(RECORDS FOR THE EXERCISE Opens)

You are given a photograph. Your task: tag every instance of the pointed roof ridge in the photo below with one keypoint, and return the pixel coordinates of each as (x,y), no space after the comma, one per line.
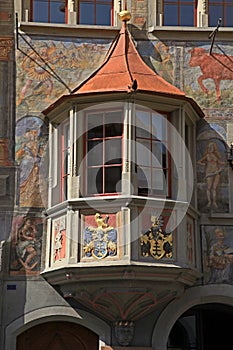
(123,70)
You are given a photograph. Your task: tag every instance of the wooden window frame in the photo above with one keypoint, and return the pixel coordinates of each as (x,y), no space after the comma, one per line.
(96,3)
(180,3)
(103,140)
(153,192)
(65,159)
(225,5)
(32,2)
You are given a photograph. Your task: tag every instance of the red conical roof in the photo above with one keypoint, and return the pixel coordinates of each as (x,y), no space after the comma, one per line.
(124,71)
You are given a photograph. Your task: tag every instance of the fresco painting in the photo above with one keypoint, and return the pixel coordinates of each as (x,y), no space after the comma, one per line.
(209,78)
(217,246)
(26,245)
(67,61)
(212,170)
(31,143)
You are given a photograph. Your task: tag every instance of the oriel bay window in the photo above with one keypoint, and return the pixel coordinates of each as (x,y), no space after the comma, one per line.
(152,156)
(104,152)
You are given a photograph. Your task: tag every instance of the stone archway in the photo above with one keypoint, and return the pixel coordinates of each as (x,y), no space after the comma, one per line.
(58,335)
(198,296)
(204,327)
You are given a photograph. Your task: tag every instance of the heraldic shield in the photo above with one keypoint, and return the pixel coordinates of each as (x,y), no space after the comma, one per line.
(100,241)
(156,242)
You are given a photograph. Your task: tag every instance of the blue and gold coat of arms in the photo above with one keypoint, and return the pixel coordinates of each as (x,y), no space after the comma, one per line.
(100,241)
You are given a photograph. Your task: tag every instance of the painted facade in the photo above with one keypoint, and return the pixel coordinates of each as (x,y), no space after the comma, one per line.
(48,66)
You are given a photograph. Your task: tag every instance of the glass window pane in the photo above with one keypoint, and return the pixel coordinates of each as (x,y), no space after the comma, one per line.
(215,12)
(56,16)
(143,124)
(95,153)
(113,124)
(144,178)
(187,15)
(95,180)
(95,126)
(157,154)
(113,151)
(229,16)
(159,127)
(143,153)
(103,14)
(158,180)
(40,11)
(86,15)
(112,179)
(170,15)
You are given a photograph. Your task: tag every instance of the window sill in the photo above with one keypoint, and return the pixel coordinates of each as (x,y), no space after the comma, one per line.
(81,31)
(190,33)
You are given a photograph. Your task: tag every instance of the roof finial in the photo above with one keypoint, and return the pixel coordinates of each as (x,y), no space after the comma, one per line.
(124,15)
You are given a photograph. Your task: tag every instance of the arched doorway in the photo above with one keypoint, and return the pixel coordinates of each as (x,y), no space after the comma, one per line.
(203,327)
(58,336)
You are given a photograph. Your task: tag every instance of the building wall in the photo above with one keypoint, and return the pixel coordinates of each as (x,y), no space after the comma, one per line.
(73,55)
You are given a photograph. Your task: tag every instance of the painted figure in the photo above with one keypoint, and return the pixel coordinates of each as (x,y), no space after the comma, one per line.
(28,246)
(215,66)
(34,65)
(220,260)
(213,169)
(29,155)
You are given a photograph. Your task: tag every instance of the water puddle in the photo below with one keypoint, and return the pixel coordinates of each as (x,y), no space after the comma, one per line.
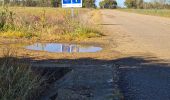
(60,47)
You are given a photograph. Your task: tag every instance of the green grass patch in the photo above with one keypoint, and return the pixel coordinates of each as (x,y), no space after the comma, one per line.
(41,23)
(17,81)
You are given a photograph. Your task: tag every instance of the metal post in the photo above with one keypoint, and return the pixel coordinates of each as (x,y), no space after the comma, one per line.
(72,12)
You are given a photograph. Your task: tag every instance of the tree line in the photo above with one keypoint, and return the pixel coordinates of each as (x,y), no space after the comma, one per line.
(43,3)
(154,4)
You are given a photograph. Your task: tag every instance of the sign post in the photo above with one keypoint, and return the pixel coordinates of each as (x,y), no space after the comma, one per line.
(72,4)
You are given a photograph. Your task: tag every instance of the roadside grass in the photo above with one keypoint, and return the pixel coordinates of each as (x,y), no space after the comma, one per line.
(45,24)
(154,12)
(17,81)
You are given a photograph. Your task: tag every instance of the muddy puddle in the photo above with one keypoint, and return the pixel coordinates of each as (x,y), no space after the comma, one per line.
(62,48)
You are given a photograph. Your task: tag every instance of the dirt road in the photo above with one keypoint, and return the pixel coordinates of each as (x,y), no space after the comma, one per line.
(141,38)
(140,33)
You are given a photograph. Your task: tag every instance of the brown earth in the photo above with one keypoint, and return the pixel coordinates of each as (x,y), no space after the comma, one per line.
(139,44)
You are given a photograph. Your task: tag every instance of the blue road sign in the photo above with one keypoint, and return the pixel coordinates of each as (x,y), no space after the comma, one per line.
(76,1)
(71,3)
(66,1)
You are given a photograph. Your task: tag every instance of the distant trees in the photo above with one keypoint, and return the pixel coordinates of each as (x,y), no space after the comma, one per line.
(108,4)
(140,4)
(44,3)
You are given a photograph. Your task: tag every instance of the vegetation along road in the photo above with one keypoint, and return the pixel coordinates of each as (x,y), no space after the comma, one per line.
(144,72)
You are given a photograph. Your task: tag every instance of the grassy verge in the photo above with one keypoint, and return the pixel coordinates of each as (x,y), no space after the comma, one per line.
(154,12)
(45,24)
(17,81)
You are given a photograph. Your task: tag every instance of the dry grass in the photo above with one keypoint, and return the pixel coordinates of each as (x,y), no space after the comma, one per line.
(46,24)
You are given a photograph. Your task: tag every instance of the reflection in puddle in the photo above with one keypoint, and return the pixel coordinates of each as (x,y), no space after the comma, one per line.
(58,47)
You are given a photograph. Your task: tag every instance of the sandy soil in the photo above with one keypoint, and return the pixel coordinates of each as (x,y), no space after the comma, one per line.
(135,33)
(141,38)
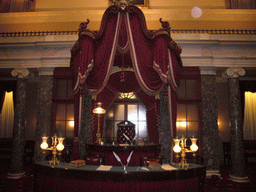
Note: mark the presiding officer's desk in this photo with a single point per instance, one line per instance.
(123, 152)
(64, 177)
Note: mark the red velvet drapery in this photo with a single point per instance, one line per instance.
(124, 41)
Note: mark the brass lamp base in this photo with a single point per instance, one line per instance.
(183, 163)
(54, 162)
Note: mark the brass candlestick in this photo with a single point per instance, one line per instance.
(180, 147)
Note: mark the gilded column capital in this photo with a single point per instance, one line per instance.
(46, 71)
(20, 73)
(234, 72)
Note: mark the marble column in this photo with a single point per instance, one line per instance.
(212, 145)
(44, 113)
(164, 130)
(236, 133)
(17, 165)
(85, 135)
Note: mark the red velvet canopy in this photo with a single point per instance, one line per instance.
(125, 43)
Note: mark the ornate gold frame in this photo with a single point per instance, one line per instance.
(139, 3)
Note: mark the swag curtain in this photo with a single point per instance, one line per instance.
(152, 58)
(6, 117)
(248, 97)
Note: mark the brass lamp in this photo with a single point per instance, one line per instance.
(180, 147)
(99, 110)
(56, 148)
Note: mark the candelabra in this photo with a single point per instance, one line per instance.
(180, 147)
(99, 110)
(56, 148)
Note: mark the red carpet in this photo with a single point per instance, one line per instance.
(215, 184)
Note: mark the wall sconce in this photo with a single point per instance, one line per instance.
(180, 147)
(99, 110)
(57, 147)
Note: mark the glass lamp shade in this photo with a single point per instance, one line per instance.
(176, 147)
(99, 109)
(60, 145)
(44, 144)
(193, 147)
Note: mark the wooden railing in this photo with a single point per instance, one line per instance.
(184, 31)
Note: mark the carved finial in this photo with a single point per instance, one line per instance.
(83, 26)
(165, 24)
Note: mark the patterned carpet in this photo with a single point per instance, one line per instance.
(211, 185)
(225, 184)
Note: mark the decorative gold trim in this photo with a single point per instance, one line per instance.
(143, 4)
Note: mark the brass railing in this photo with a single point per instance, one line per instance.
(188, 31)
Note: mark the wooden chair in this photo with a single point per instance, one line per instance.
(94, 160)
(127, 128)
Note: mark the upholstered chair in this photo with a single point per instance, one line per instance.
(127, 128)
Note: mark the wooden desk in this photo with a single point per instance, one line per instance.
(64, 177)
(123, 152)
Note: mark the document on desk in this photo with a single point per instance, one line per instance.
(168, 167)
(104, 168)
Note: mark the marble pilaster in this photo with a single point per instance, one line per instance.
(17, 165)
(44, 113)
(236, 133)
(85, 135)
(212, 146)
(164, 130)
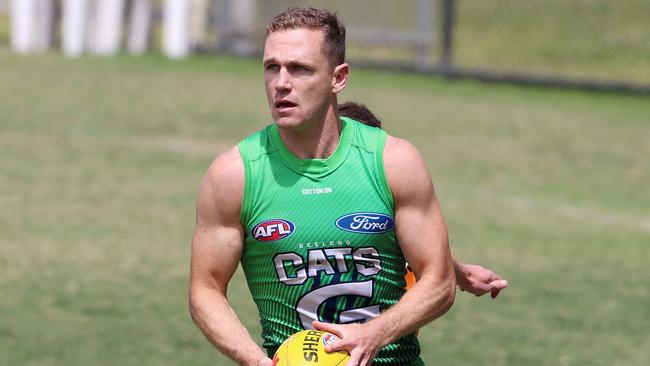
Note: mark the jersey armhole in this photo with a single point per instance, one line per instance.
(386, 192)
(245, 209)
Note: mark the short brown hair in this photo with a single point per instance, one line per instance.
(314, 19)
(359, 112)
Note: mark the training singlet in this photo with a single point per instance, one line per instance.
(319, 237)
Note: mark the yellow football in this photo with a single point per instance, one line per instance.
(307, 348)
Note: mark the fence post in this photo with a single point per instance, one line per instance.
(243, 16)
(425, 31)
(22, 25)
(108, 23)
(176, 43)
(139, 33)
(448, 12)
(75, 19)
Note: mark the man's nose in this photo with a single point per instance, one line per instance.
(283, 81)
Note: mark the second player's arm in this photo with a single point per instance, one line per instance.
(217, 244)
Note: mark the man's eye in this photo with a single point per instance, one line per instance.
(299, 68)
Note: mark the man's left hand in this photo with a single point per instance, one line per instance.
(356, 339)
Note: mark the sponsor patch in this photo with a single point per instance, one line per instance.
(272, 230)
(366, 223)
(329, 338)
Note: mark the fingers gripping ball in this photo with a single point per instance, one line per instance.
(307, 348)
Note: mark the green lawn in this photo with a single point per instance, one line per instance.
(100, 160)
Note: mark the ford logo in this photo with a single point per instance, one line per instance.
(366, 223)
(272, 230)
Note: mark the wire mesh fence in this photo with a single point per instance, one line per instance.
(584, 43)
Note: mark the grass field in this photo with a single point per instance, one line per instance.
(101, 159)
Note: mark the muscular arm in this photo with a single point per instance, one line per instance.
(217, 244)
(425, 246)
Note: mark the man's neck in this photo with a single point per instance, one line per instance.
(317, 140)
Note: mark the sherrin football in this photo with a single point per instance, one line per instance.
(307, 348)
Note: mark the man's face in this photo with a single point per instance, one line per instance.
(300, 83)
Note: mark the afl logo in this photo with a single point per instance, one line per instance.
(366, 223)
(329, 338)
(272, 230)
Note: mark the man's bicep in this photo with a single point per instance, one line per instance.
(217, 241)
(420, 226)
(422, 234)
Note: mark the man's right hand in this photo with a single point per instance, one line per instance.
(478, 280)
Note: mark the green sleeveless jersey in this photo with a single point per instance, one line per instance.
(320, 240)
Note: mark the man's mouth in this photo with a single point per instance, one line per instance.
(284, 104)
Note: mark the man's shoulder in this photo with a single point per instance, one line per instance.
(226, 166)
(404, 167)
(399, 149)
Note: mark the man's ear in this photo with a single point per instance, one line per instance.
(340, 79)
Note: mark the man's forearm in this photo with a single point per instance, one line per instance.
(427, 300)
(215, 317)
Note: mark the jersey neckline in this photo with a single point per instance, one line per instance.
(318, 167)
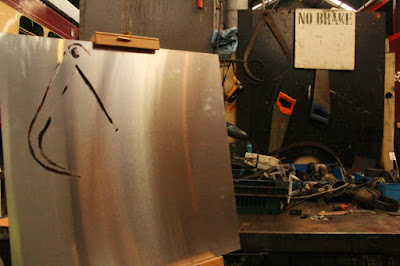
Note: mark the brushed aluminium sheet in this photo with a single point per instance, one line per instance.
(156, 191)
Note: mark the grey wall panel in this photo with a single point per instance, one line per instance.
(179, 24)
(157, 191)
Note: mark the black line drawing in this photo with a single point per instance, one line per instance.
(39, 155)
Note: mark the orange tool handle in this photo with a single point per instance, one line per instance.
(285, 103)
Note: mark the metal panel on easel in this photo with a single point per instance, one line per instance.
(114, 158)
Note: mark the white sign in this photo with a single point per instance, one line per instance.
(324, 39)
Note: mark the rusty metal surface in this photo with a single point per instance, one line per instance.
(179, 24)
(157, 191)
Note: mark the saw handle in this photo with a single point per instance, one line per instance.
(285, 103)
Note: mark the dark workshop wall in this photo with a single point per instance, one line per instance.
(356, 123)
(179, 24)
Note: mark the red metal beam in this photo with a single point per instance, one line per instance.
(373, 5)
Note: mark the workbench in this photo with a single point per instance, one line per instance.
(374, 237)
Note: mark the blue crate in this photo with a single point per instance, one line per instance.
(390, 190)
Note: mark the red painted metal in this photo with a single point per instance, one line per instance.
(46, 16)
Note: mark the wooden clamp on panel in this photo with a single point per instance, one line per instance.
(125, 41)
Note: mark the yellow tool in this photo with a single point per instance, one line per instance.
(231, 95)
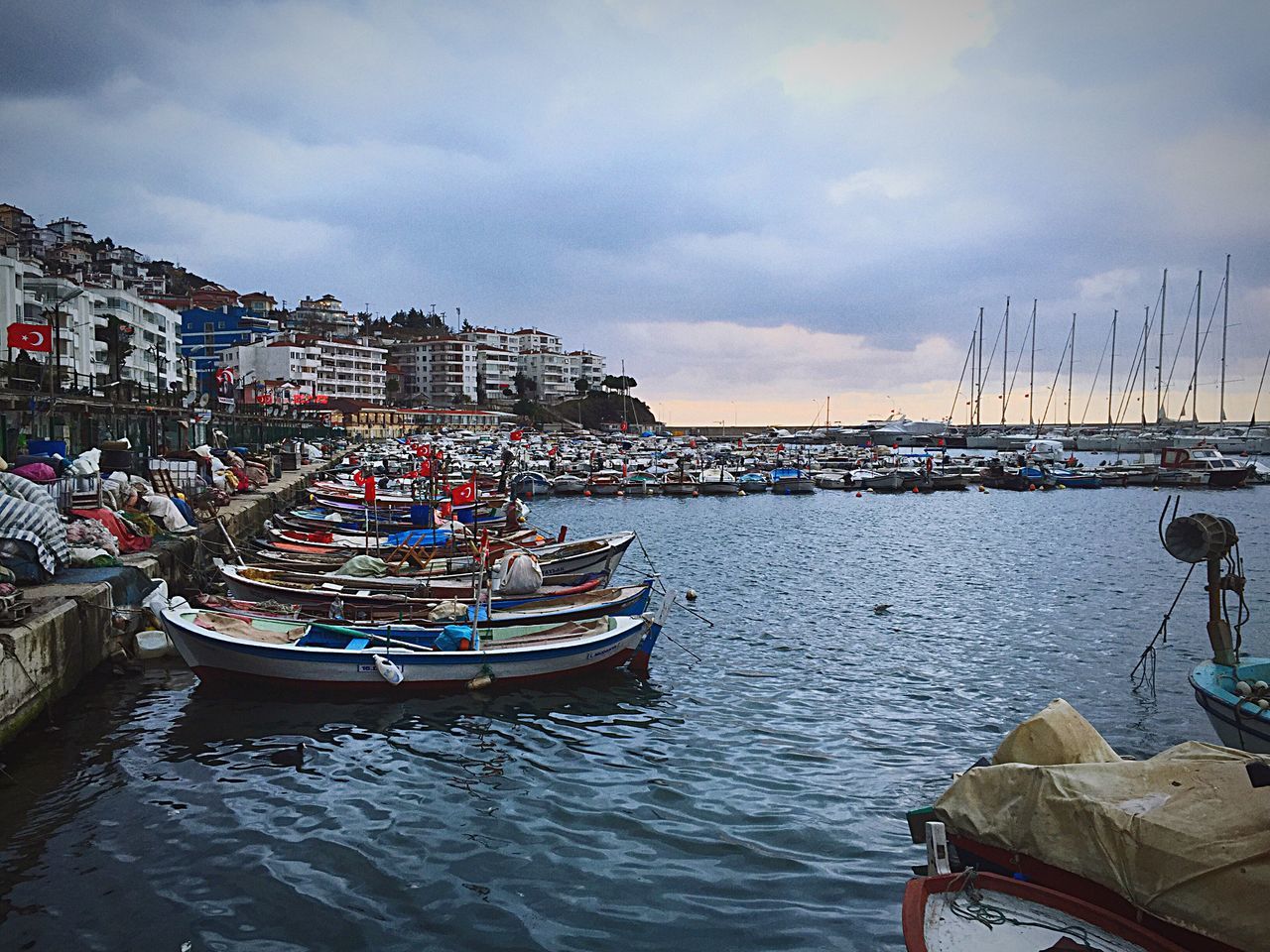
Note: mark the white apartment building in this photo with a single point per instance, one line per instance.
(497, 339)
(549, 372)
(267, 365)
(81, 331)
(313, 366)
(583, 363)
(440, 370)
(495, 372)
(536, 340)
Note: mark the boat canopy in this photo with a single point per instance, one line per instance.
(1183, 835)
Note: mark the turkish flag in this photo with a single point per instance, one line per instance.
(463, 494)
(31, 336)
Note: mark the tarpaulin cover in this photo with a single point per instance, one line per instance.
(420, 537)
(1184, 835)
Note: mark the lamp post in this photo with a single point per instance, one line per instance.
(56, 363)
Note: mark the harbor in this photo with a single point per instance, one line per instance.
(638, 476)
(778, 744)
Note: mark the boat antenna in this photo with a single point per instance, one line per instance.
(1225, 315)
(1160, 367)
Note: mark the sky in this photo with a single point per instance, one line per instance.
(756, 206)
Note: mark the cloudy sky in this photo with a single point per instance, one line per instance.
(756, 206)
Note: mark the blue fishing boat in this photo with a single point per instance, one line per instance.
(1232, 689)
(789, 480)
(405, 657)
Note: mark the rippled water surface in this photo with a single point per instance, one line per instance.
(749, 796)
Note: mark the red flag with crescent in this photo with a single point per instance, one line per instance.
(31, 336)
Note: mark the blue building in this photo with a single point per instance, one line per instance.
(204, 334)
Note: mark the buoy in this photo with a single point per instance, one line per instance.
(389, 670)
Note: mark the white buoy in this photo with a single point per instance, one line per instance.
(391, 673)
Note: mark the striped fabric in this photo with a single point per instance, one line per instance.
(30, 515)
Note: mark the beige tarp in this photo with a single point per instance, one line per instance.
(1184, 834)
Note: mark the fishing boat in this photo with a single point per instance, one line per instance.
(1175, 843)
(680, 484)
(789, 480)
(391, 657)
(976, 911)
(642, 484)
(1232, 689)
(717, 483)
(604, 483)
(1222, 472)
(530, 484)
(568, 485)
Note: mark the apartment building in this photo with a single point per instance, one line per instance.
(550, 373)
(439, 370)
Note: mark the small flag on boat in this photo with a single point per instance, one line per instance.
(465, 493)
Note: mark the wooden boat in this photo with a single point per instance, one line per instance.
(717, 483)
(394, 657)
(789, 480)
(1222, 472)
(970, 911)
(499, 612)
(604, 483)
(568, 485)
(298, 588)
(680, 484)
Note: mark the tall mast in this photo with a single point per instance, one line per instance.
(1146, 347)
(1032, 370)
(1005, 362)
(978, 400)
(1225, 313)
(1199, 289)
(1071, 368)
(1111, 372)
(1160, 367)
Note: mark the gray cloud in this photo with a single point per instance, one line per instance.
(844, 168)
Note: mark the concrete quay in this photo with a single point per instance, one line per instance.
(71, 631)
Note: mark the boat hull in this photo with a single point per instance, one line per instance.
(1237, 722)
(216, 656)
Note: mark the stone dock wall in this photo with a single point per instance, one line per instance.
(70, 630)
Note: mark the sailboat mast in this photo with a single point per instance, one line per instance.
(1199, 287)
(1071, 368)
(1111, 372)
(1032, 370)
(978, 400)
(1005, 362)
(1160, 367)
(1146, 347)
(1225, 315)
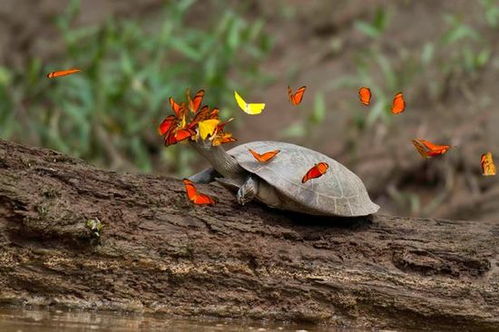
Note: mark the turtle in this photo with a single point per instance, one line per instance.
(278, 183)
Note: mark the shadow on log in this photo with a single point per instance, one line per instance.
(157, 253)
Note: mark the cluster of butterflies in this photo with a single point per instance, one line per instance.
(190, 121)
(426, 148)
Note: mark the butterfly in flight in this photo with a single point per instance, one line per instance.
(398, 104)
(195, 102)
(428, 149)
(365, 95)
(251, 108)
(296, 97)
(488, 166)
(60, 73)
(317, 171)
(207, 127)
(264, 157)
(196, 197)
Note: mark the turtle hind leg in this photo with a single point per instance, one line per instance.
(205, 176)
(248, 191)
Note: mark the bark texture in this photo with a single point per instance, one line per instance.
(157, 253)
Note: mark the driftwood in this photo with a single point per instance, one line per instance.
(157, 253)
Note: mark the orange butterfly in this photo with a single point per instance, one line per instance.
(178, 136)
(194, 196)
(178, 109)
(167, 124)
(59, 73)
(365, 95)
(488, 166)
(296, 98)
(317, 171)
(195, 103)
(428, 149)
(398, 104)
(264, 157)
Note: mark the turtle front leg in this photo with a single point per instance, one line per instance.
(247, 192)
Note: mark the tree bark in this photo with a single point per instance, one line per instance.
(157, 253)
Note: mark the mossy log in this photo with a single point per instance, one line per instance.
(157, 253)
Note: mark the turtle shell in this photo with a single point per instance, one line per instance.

(RECORDS FOR THE EXERCISE Closes)

▶ **WHAT THE TASK ASKS**: Repeat, with no changes, each line from the one with "Note: mark the mossy" to the end of the listing, including both ends and nothing else.

▶ **RESPONSE TO THE TASK**:
Note: mark the mossy log in this photo with a single point per instance, one line per instance.
(157, 253)
Note: mark the turtle shell in this photo with a single point per instance, one line per instance.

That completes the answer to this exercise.